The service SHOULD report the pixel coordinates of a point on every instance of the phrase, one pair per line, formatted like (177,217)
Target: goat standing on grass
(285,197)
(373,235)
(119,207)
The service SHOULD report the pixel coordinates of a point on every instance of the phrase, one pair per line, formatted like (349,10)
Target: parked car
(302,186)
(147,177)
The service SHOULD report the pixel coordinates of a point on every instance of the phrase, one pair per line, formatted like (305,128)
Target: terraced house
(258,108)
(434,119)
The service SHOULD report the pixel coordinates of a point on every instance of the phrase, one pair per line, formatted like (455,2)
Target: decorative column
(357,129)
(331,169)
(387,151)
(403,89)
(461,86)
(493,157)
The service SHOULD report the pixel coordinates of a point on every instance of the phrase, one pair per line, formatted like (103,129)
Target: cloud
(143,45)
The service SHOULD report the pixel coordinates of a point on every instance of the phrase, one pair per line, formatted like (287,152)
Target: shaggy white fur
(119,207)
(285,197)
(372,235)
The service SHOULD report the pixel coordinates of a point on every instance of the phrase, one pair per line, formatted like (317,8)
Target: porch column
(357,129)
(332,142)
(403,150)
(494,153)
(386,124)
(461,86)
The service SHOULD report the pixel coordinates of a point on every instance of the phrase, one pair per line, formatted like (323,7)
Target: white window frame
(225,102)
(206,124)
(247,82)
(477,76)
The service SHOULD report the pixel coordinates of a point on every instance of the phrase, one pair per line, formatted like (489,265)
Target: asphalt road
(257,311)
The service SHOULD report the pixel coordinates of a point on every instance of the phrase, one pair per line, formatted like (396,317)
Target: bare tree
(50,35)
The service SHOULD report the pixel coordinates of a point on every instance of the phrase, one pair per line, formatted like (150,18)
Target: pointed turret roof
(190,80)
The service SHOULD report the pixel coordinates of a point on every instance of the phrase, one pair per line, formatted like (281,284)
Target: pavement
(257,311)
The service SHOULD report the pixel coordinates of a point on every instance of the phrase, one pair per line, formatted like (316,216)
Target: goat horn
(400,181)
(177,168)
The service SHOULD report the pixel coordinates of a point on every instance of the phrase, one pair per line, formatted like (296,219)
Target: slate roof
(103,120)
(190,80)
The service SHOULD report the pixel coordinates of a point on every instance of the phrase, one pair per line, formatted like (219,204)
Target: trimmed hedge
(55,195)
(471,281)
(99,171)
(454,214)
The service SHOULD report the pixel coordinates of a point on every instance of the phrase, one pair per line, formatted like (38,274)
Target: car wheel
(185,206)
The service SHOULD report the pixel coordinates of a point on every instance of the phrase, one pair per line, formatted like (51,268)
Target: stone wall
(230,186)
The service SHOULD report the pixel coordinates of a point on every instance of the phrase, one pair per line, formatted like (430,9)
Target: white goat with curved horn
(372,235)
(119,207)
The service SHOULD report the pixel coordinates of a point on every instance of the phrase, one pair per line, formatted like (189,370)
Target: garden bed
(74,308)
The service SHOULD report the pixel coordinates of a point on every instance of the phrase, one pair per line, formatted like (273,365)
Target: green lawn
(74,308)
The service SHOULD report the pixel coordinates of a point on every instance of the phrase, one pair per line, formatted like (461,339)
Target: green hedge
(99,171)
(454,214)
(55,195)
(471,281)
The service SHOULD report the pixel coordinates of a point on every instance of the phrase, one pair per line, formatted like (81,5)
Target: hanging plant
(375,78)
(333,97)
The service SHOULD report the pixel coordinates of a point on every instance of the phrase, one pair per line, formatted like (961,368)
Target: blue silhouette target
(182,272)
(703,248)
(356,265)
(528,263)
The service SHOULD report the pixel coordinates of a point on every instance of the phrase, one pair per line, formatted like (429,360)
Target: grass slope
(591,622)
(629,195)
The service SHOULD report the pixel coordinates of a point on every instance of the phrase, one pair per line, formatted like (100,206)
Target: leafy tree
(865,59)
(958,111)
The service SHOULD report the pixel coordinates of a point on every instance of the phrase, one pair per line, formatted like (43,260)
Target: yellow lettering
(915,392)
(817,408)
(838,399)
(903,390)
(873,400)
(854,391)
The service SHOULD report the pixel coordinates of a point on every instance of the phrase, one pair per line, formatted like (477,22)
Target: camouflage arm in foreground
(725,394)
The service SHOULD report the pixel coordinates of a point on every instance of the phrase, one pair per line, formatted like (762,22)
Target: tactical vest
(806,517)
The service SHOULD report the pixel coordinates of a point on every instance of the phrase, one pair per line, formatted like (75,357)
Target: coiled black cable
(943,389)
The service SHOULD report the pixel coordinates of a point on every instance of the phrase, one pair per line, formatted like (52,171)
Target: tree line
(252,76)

#### [How to complete this task]
Look back at the data above. Transcribe exactly the lines starting at the line that contains "formatted like (396,317)" and ending at the line that contains "formatted like (281,284)".

#### [Output of the exercise]
The service SHOULD report the pixel coordinates of a point on every instance of the phrase, one pair per line, formatted like (396,317)
Target: bare tree
(50,35)
The service SHOULD report the pixel coordinates of a point on every instance of the phrase, one pair per line, formatted like (150,18)
Target: pointed turret roof
(190,80)
The service SHOULD report the pixel coordinates of a point on every instance of the phrase, one pair per line, formatted like (281,284)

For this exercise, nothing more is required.